■ **What is needed**:
Answer these questions about the thread on counting identical consecutive list entries:
1. What solution should be returned for x = [4, 3, 1, 1, 3, 2, 4]?
2. According to the question, what does using itertools do to the list?
3. In Answer 1, what expression gives the result when the loop ends?

以连续方式计算列表中相同的连续元素

Question

Given a list x of number entries, I aim to find the number of identical consecutive entries, where the identical consecutive entries are taken out once counted. For example, if x = [4, 3, 1, 1, 3, 2, 4] , the returned solution should be 4 :

[4, 3, (1, 1), 3, 2, 4] => (two consecutive entries of 1s are counted: 2)
[4, (3, 3), 2, 4] => (two consecutive entries of 3s are counted: 4)
[4, 2, 4] => (no more consecutive entries: final solution is 4)

I can use the for loop to count the identical consecutive entries, but efficiently removing the elements and running them continuously until there are no more identical consecutive entries is where I find things tricky.

solution = 0

for i in range(len(x)-1):
    if x[i] == x[i+1]:
        solution += 2
        if x[i-1] == x[i+2]:
             solution += 2
...

where I know these recursive approaches are only applicable to particular lists. Using itertools only 'collapses' the length of the list, which is not something I'm looking for. Is there an optimal way to calculate the number of identical consecutive entries?

Answer 1

Use a stack. If top (last) elememt of stack is same as current element n in x, anihilate it (pop()). Otherwise, push n into stack. ans is not really needed - when the loop ends, len(x)-len(stack) is the result.

x = [4, 3, 1, 1, 3, 2, 4]
stack,ans=[],0
for n in x:
    if not stack or stack[-1]!=n:
        stack.append(n)
    else:
        ans+=2
        stack.pop()
print(ans)

■ **Stored items from a collection**:
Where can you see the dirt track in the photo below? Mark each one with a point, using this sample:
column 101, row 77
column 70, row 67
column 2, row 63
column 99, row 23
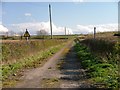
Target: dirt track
column 63, row 70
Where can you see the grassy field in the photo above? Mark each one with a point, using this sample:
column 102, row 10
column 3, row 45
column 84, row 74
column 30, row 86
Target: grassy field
column 101, row 57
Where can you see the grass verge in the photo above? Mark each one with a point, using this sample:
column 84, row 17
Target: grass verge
column 39, row 59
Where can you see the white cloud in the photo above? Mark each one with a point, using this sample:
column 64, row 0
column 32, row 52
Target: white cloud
column 3, row 29
column 99, row 28
column 33, row 27
column 28, row 14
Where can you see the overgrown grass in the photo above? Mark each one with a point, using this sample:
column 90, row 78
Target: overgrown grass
column 100, row 69
column 29, row 62
column 15, row 50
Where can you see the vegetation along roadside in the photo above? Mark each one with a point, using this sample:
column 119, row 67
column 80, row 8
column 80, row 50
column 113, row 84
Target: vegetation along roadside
column 100, row 58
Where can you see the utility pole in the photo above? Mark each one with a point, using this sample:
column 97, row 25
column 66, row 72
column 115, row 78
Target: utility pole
column 94, row 32
column 50, row 20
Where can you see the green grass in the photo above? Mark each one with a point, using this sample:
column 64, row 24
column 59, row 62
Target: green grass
column 100, row 70
column 33, row 61
column 14, row 51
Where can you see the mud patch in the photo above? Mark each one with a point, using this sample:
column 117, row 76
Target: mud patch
column 50, row 82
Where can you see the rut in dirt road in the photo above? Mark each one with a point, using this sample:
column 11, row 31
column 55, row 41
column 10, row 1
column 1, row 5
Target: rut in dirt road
column 69, row 74
column 72, row 74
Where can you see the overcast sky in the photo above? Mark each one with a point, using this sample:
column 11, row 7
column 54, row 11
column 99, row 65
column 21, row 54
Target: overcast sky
column 78, row 17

■ **Reply**:
1. 4
2. It only "collapses" the length of the list.
3. len(x)-len(stack)